— start Excerpt —

108 F3d 338 Maxon v. Frontier Adjusters Inc

108 F.3d 338

William D. MAXON; Self-Insured Management Services,
Plaintiffs-counter-defendants-appellants,
v.
FRONTIER ADJUSTERS, INC., Defendant-counter-cliamant-appellee.

No. 95-56029.

United States Court of Appeals, Ninth Circuit.

Submitted Dec. 12, 1996.*
Decided Dec. 17, 1996.

NOTICE: Ninth Circuit Rule 36-3 provides that dispositions other than opinions or orders designated for publication are not precedential and should not be cited except when relevant under the doctrines of law of the case, res judicata, or collateral estoppel.

Before: HALL, KOZINSKI and HAWKINS, Circuit Judges.

1

MEMORANDUM**

2

William Maxon appeals from the district court's entry of summary judgment in favor of Frontier Adjusters, Inc. ("Frontier"). Maxon, an insurance adjuster and Frontier's largest licensee, sued Frontier for breach of contract and fraud. The basis for the suit was Frontier's termination of Maxon's licenses after Maxon failed to pay license fees on business he was conducting as a third-party administrator ("TPA") for several self-insured companies. Maxon paid license fees of ten percent on his income from his first TPA client, Rexhall Industries, but refused to pay such fees on income from several subsequent clients, including the Salvation Army. The district court entered summary judgment in favor of Frontier on Maxon's fraud and breach of contract claims and on Frontier's counterclaim for stipulated damages. We review de novo a grant of summary judgment. Bagdadi v. Nazar, 84 F.3d 1194, 1197 (9th Cir.1996). We have jurisdiction under 28 U.S.C. § 1291, and we affirm.

— end Excerpt —

- **The problem**: Rewrite the court memorandum from "108 F.3d 338" to "Dec. 17, 1996.", putting "Tenth Circuit" wherever "Ninth Circuit" appears.

— start Material —

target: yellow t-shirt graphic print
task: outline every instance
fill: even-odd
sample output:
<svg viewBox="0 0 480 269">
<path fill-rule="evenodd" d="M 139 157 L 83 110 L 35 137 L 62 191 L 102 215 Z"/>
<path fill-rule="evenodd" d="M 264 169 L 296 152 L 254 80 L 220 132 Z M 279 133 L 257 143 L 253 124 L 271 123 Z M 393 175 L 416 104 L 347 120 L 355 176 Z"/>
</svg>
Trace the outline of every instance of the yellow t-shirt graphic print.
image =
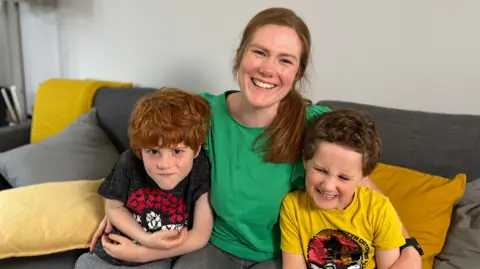
<svg viewBox="0 0 480 269">
<path fill-rule="evenodd" d="M 359 187 L 344 210 L 320 210 L 305 191 L 288 193 L 280 211 L 281 248 L 303 254 L 308 268 L 374 269 L 375 250 L 405 244 L 387 197 Z"/>
<path fill-rule="evenodd" d="M 370 246 L 357 236 L 326 229 L 308 243 L 307 260 L 311 268 L 364 268 Z"/>
</svg>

— end Material —

- **Task result**:
108 F.3d 338

William D. MAXON; Self-Insured Management Services,
Plaintiffs-counter-defendants-appellants,
v.
FRONTIER ADJUSTERS, INC., Defendant-counter-cliamant-appellee.

No. 95-56029.

United States Court of Appeals, Tenth Circuit.

Submitted Dec. 12, 1996.*
Decided Dec. 17, 1996.